BEGIN TEXT FOR ANALYSIS

SECURITIES AND EXCHANGE COMMISSION

WASHINGTON, D.C. 20549

 

 

FORM 8-K

 

 

CURRENT REPORT

Pursuant to Section 13 or 15(d)

of the Securities Exchange Act of 1934

Date of Report (Date of earliest event reported): March 6, 2023

 

 

ORCHARD THERAPEUTICS PLC

(Exact name of Registrant as Specified in Its Charter)

 

 

 

England and Wales   001-38722   Not Applicable

(State or Other Jurisdiction

of Incorporation)

 

(Commission

File Number)

 

(IRS Employer

Identification No.)

245 Hammersmith Road

London W6 8PW

United Kingdom

(Address of Principal Executive Offices; Zip Code)

Registrant’s Telephone Number, Including Area Code: +44 (0) 203 808 8286

Not Applicable

(Former Name or Former Address, if Changed Since Last Report)

 

 

Check the appropriate box below if the Form 8-K filing is intended to simultaneously satisfy the filing obligation of the registrant under any of the following provisions:

 

Written communications pursuant to Rule 425 under the Securities Act (17 CFR 230.425)

 

Soliciting material pursuant to Rule 14a-12 under the Exchange Act (17 CFR 240.14a-12)

 

Pre-commencement communications pursuant to Rule 14d-2(b) under the Exchange Act (17 CFR 240.14d-2(b))

 

Pre-commencement communications pursuant to Rule 13e-4(c) under the Exchange Act (17 CFR 240.13e-4(c))

Securities registered pursuant to Section 12(b) of the Act:

 

Title of each class

 

Trading

Symbol(s)

 

Name of each exchange

on which registered

American Depositary Shares, each representing one ordinary share, nominal value £0.10 per share   ORTX   The Nasdaq Capital Market

Indicate by check mark whether the registrant is an emerging growth company as defined in Rule 405 of the Securities Act of 1933 (§ 230.405 of this chapter) or Rule 12b-2 of the Securities Exchange Act of 1934 (§ 240.12b-2 of this chapter).

Emerging growth company  

If an emerging growth company, indicate by check mark if the registrant has elected not to use the extended transition period for complying with any new or revised financial accounting standards provided pursuant to Section 13(a) of the Exchange Act.  ☐

 

 

 


Item 1.01

Entry into a Material Definitive Agreement.

On March 6, 2023, Orchard Therapeutics plc (the “Company”) entered into a Securities Purchase Agreement (the “Purchase Agreement”) with the purchasers named therein (the “Purchasers”), pursuant to which the Company agreed to sell to the Purchasers, in an unregistered offering (the “Private Placement”), up to an aggregate of (i) 99,166,900 shares, consisting of a combination of Ordinary Shares, nominal value £0.10 per share (“Ordinary Shares”) and Non-Voting Ordinary Shares, nominal value £0.10 per share (“Non-Voting Ordinary Shares” and together with the Ordinary Shares, “Shares”) and (ii) warrants to purchase an aggregate of 109,083,590 Ordinary Shares or Non-Voting Ordinary Shares (the “Warrants”).

The Private Placement consists of two closings. At each closing, the Shares will be sold in fixed combinations with the Warrants as units, with each Purchaser receiving one (1) Warrant to purchase eleven (11) Shares per ten (10) Shares purchased by such Purchaser.

END TEXT FOR ANALYSIS
BEGIN PROVIDED MATERIAL

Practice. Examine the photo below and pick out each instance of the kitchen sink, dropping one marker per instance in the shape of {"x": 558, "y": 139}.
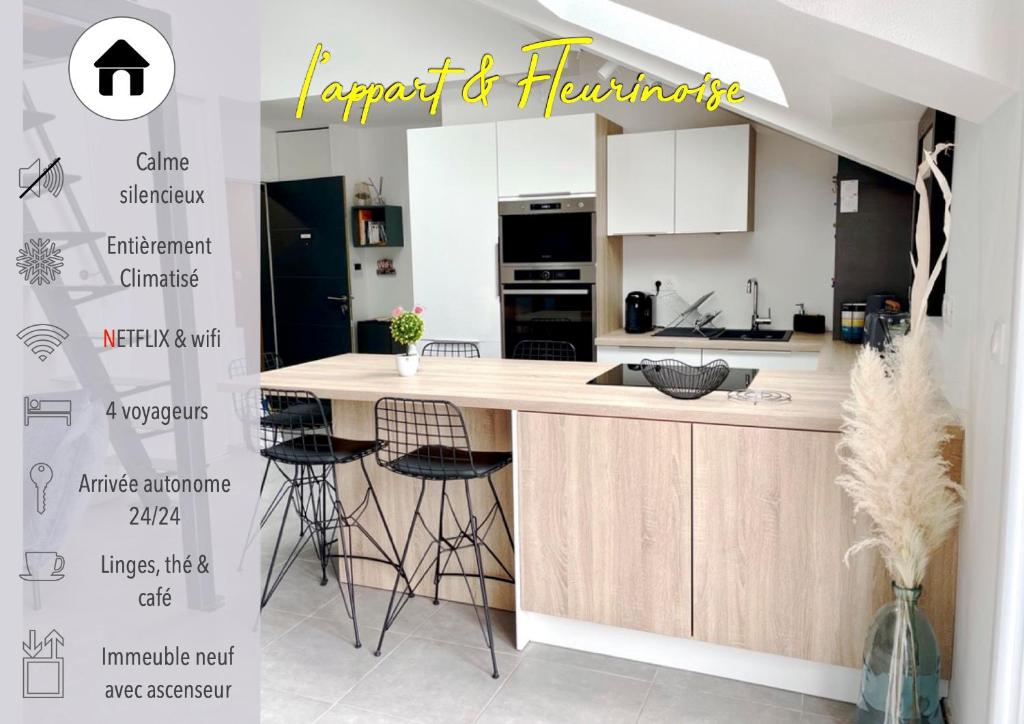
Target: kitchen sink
{"x": 745, "y": 335}
{"x": 757, "y": 335}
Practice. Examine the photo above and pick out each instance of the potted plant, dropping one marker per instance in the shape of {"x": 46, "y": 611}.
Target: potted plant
{"x": 894, "y": 427}
{"x": 407, "y": 329}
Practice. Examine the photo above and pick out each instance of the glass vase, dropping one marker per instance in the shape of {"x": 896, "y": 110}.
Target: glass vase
{"x": 900, "y": 682}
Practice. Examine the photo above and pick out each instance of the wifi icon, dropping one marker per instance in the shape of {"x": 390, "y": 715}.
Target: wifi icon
{"x": 42, "y": 340}
{"x": 51, "y": 178}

END PROVIDED MATERIAL

| QUESTIONS ON THE MATERIAL |
a. List the rules under which, according to the Orchard Therapeutics filing, a Form 8-K filing might also satisfy the registrant's filing obligations.
b. In the Orchard Therapeutics filing, how many Shares can be bought with each Warrant a Purchaser receives per ten Shares purchased?
c. Carry on the Orchard Therapeutics filing from its last sentence.

| ANSWERS TO THE TASKS |
a.
Rule 425 under the Securities Act (17 CFR 230.425)
Rule 14a-12 under the Exchange Act (17 CFR 240.14a-12)
Rule 14d-2(b) under the Exchange Act (17 CFR 240.14d-2(b))
Rule 13e-4(c) under the Exchange Act (17 CFR 240.13e-4(c))

b. Eleven Shares.

c.
The Company agreed to sell and issue in the initial closing of the Private Placement (i) 56,666,900 Shares and (ii) Warrants to purchase an aggregate of 62,333,590 Shares, at a purchase price of $6.00 per ten (10) Shares and accompanying Warrant. The initial closing of the Private Placement is anticipated to occur on March 10, 2023, subject to customary closing conditions. The initial closing is expected to follow the Company’s previously announced change to its American Depositary Shares (“ADSs”) to ordinary shares ratio from 1:1 to 1:10. The Company anticipates receiving gross proceeds of approximately $34.0 million from the initial closing of the Private Placement, before deducting fees to the placement agent and other offering expenses payable by the Company.

In addition, the Company agreed to sell and issue in the second closing of the Private Placement (i) 42,500,000 Shares and (ii) Warrants to purchase an aggregate of 46,750,000 Shares, at a purchase price of $8.00 per ten (10) Shares and accompanying Warrant. The second closing is conditioned upon (x) the Company’s announcement of its intention to file a biologics license application (“BLA”) submission following receipt of the minutes from the U.S. Food and Drug Administration (“FDA”) in connection with the Company’s pre-BLA (Type B) meeting for OTL-200, provided such minutes do not expressly advise the Company not to proceed with a BLA submission, and (y) receipt of Shareholder Approval (as defined below) (collectively, the “Second Closing Trigger”). The second closing is expected to occur on the fifth trading day after the Company notifies the Purchasers that the Second Closing Trigger has occurred and is subject to additional, customary closing conditions.

If the Second Closing Trigger occurs, the Company anticipates receiving gross proceeds of approximately $34.0 million from the second closing of the Private Placement, before deducting fees to the placement agent and other offering expenses payable by the Company.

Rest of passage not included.